# Problem set:
[a] Write out everything in the CNC Shield guide from "Safety Statement" down to "AND ALL WARRANTIES.".
[b] Continue the CNC Shield guide from where it stops.

# Quoted passage:

○ ○ ○ ○ ○ ○ ○

High Torque GRBL Bundle





Safety Statement

The author of this document is not liable or responsible for any accidents, injuries, equipment damage, property damage, loss of money or loss of time resulting from improper use of electrical or mechanical or software products.

Assembling electrical and mechanical CNC machine components like power supplies, motors, drivers or other electrical and mechanical components involves dealing with high voltage AC (alternating current) or DC (direct current) and other hazardous items which can be extremely dangerous and needs high attention to detail, experience, knowledge of software, electricity, electro-mechanics and mechanics.

BEFORE MAKING ANY CONNECTIONS OR DISCONNECTIONS POWER MUST BE REMOVED FROM THE DEVICE AND THE CONTROLLER. FAILURE TO DO SO WILL VOID ANY AND ALL WARRANTIES.

Before starting please read through all the instructions.

Note : Any Mains power connections must be installed by a Licensed electrician or suitability qualified person.

Errors and omissions excepted

The CNC Shield was designed by Protoneer.co.nz to take advantage of the demand for a low-cost controller solution for DIY CNC machines. It was designed to be 100% compatible with Grbl, the Opensource G-Code interpreter, and fit onto the popular Arduino Uno. The CNC Shield can be used to control a number of different types of CNC machines, including CNC milling machines, laser engraving/cutting machines, drawing machines, 3D printers or any project that needs precision control of stepper motors. It uses Pololu and compatible stepper drivers, either the A4988 or the higher current DRV8825.


There are 4 main components needed to get the CNC Shield up and running;

  • CNC Shield,
  • Stepper Drivers,
  • Arduino UNO,
  • Stepper Driver Adapter Module.


Version 3.0 of the CNC Shield is used throughout this guide.


The CNC Shield is licensed under a Creative Commons Attribution-ShareAlike 3.0 Unported License.


Please note: this document is a guide and not a manual. The CNC Shield and Grbl are Opensource and under constant development and modification. As a result, this document provides guidance but is by no mean comprehensive nor authoritative. It is essential that all users do their own research and find solutions that suit their application and requirements.

Arduino UNO Compatible

  • 14 digital input/output pins – 6 pins can be used as PWM outputs
  • 6 analog inputs
  • 16 MHz crystal oscillator
  • Operates at 5V
  • Recommended input voltage range: 7V to 12V
  • Flash Memory: 32 KB (0.5KB used by bootloader)
  • SRAM: 2KB
  • EEPROM: 1KB


CNC Shield

  • Version 3.00
  • 4-Axis support (X, Y, Z , A-Can duplicate X,Y,Z or do a full 4th axis with custom firmware using pins D12 and D13)
  • 2 x End stops for each axis (6 in total - each axis pair shared by same IO pin)
  • Spindle enable and direction connection
  • Coolant enable connection
  • Uses GRBL as control software
  • Power supply: DC 12-36V (only the DRV8825 drivers can handle up to 36V so if using A4988 do not exceed 24V)
  • Uses removable stepper drivers (DRV8825 or A4988)

○ ○ ○ ○ ○ ○ ○

# Data excerpt:
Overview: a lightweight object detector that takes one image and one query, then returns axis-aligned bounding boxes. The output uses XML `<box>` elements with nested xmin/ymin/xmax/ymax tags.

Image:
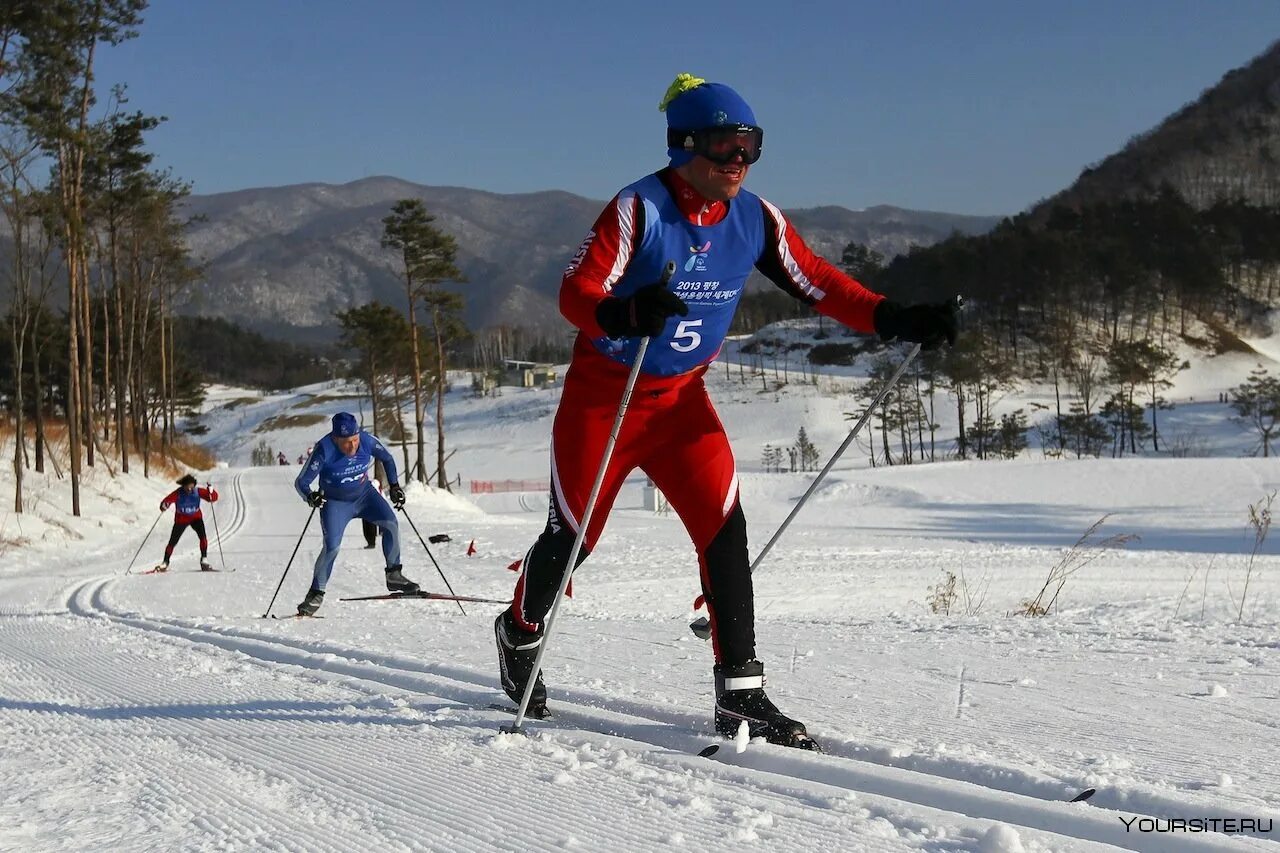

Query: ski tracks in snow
<box><xmin>30</xmin><ymin>579</ymin><xmax>1274</xmax><ymax>850</ymax></box>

○ ○ ○ ○ ○ ○ ○

# Final answers:
[a]
Safety Statement

The author of this document is not liable or responsible for any accidents, injuries, equipment damage, property damage, loss of money or loss of time resulting from improper use of electrical or mechanical or software products.

Assembling electrical and mechanical CNC machine components like power supplies, motors, drivers or other electrical and mechanical components involves dealing with high voltage AC (alternating current) or DC (direct current) and other hazardous items which can be extremely dangerous and needs high attention to detail, experience, knowledge of software, electricity, electro-mechanics and mechanics.

BEFORE MAKING ANY CONNECTIONS OR DISCONNECTIONS POWER MUST BE REMOVED FROM THE DEVICE AND THE CONTROLLER. FAILURE TO DO SO WILL VOID ANY AND ALL WARRANTIES.

[b]
  • Stepper Motors can be connected with 4 pin dupont/molex connectors
  • Jumpers to set Micro-Stepping


TB6600 Stepper Drivers

  • Supports 8 levels of current control
  • Supports 7 levels of micro step adjustment
  • Interfaces adopt high-speed optocoupler isolation
  • Automatic semi-flow to reduce heat
  • Large area heat sink
  • Anti-high-frequency interference ability
  • Input anti-reverse protection
  • Overheat, over current and short circuit protection


Stepper Driver Adapter Module

  • Allows the CNC shield to be used with High Current Drivers like the TB6600
  • Simple plug and play replacement for A4988 and DRV8825


Suitable for a variety of small and medium sized automation equipment and instruments, such as: engraving machines, cutting machines, laser typesetting, plotters, drawbots, CNC machine tools, handling the devices. Capable of driving stepper with stepper motors with current requirement of up to 4A.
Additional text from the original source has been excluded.